* [Study questions]:
**1.** Answer these questions from the passage on JUUL nicotine:
(a) How many milligrams of nicotine does the liquid inside JUUL cartridges contain?
(b) What is the nicotine concentration of the Blu vape cartridge?
(c) What form of nicotine does JUUL use, unlike other companies?
**2.** Please transcribe the passage on JUUL nicotine, starting with "The liquid inside" and going on through "and anti-anxiety drugs.".

* [Source text]:
========================

The liquid inside JUUL cartridges contains glycerol, propylene glycol, flavoring, benzoic acid, and 40 milligrams of nicotine. Medical professionals are very concerned because JUUL delivers higher concentrations of nicotine than other vaping devices. According to recent studies, The liquid being 5% nicotine by volume, which is more than twice the concentration of nicotine in similar devices like the Blu vape cartridge (2.4% nicotine), greatly increases the risk of addiction. Some studies show that nicotine is about as addictive as cocaine and even more addictive than alcohol and anti-anxiety drugs.
Not only is the nicotine highly addictive, but it is toxic to fetuses, and impairs brain and lung development in youth. It also interacts with any cancer cells potentially present in the body making cancer worse. Nicotine stimulates the nervous system and cardiovascular system, leading to heart disease. Youth using nicotine have more asthma as well. There is also recent evidence linking vaping with chronic pulmonary obstructive disease and other permanent damage. Unlike other companies, JUUL uses nicotine salts that more closely resemble nicotine found in tobacco leaves. This allows nicotine more readily absorbed into the bloodstream and vapor less harsh so that it is easier to inhale more nicotine for longer periods. The pods that are used with the device contain a greater amount of benzoic acid, which causes coughs, sore throats, abdominal pain, nausea, and vomiting when exposure is constant.

========================

* [Stored items]:

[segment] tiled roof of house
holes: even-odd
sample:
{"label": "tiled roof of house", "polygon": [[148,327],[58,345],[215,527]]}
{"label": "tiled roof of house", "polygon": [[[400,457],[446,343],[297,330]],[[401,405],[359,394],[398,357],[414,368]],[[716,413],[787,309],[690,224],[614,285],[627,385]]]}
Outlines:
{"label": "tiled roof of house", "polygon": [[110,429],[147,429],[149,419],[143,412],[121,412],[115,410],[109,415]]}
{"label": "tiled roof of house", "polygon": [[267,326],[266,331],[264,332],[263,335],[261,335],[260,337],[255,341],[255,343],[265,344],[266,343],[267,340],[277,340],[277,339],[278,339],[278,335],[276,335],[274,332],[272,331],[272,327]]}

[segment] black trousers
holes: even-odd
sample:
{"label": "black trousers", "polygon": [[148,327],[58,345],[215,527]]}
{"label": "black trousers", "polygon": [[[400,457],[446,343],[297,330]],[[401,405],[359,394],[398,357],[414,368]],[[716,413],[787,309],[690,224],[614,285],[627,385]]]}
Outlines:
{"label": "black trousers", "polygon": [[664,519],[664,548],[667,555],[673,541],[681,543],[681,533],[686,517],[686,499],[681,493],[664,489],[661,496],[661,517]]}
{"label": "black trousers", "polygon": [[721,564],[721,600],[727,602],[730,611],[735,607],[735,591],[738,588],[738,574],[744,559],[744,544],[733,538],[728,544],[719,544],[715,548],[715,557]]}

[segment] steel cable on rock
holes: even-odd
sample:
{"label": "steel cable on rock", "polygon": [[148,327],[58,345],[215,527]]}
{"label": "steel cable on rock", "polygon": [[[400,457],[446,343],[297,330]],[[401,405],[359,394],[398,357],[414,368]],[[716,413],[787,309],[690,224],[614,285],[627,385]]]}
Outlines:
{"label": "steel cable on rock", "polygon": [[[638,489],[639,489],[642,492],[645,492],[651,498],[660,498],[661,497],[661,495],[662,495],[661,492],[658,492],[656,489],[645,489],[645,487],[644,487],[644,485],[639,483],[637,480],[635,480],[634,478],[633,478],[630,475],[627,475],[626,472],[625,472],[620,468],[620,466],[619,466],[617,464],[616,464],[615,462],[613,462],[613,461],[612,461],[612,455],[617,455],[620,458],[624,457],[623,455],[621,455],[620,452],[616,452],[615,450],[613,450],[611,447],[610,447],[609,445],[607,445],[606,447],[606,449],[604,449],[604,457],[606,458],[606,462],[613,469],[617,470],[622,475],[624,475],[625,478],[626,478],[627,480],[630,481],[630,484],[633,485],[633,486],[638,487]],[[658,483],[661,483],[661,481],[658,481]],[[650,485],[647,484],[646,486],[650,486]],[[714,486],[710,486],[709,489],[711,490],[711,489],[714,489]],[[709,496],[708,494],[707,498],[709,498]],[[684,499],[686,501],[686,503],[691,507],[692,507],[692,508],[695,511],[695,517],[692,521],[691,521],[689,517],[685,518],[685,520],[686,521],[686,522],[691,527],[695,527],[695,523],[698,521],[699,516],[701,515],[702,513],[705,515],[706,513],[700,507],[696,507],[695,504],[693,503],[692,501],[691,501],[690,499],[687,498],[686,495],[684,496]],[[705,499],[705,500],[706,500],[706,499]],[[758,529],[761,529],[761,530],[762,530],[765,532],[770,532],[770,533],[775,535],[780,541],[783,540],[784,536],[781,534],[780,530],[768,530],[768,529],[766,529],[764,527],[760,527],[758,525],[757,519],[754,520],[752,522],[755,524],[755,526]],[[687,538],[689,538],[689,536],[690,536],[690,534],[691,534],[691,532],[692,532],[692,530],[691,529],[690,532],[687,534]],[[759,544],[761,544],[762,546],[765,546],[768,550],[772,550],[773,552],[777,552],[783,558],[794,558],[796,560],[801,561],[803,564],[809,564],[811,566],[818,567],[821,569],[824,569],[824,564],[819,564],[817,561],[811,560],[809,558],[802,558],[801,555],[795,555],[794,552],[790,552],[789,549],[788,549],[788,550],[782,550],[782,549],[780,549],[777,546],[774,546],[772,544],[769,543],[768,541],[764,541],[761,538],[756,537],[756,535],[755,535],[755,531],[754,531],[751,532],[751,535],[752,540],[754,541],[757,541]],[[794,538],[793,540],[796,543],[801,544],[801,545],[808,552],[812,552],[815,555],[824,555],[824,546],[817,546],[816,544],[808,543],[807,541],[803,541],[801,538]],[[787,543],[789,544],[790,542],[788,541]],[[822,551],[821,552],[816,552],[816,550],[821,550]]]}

========================

* [Expected results]:
**1.**
(a) 40 milligrams
(b) 2.4% nicotine
(c) Nicotine salts

**2.**
The liquid inside JUUL cartridges contains glycerol, propylene glycol, flavoring, benzoic acid, and 40 milligrams of nicotine. Medical professionals are very concerned because JUUL delivers higher concentrations of nicotine than other vaping devices. According to recent studies, The liquid being 5% nicotine by volume, which is more than twice the concentration of nicotine in similar devices like the Blu vape cartridge (2.4% nicotine), greatly increases the risk of addiction. Some studies show that nicotine is about as addictive as cocaine and even more addictive than alcohol and anti-anxiety drugs.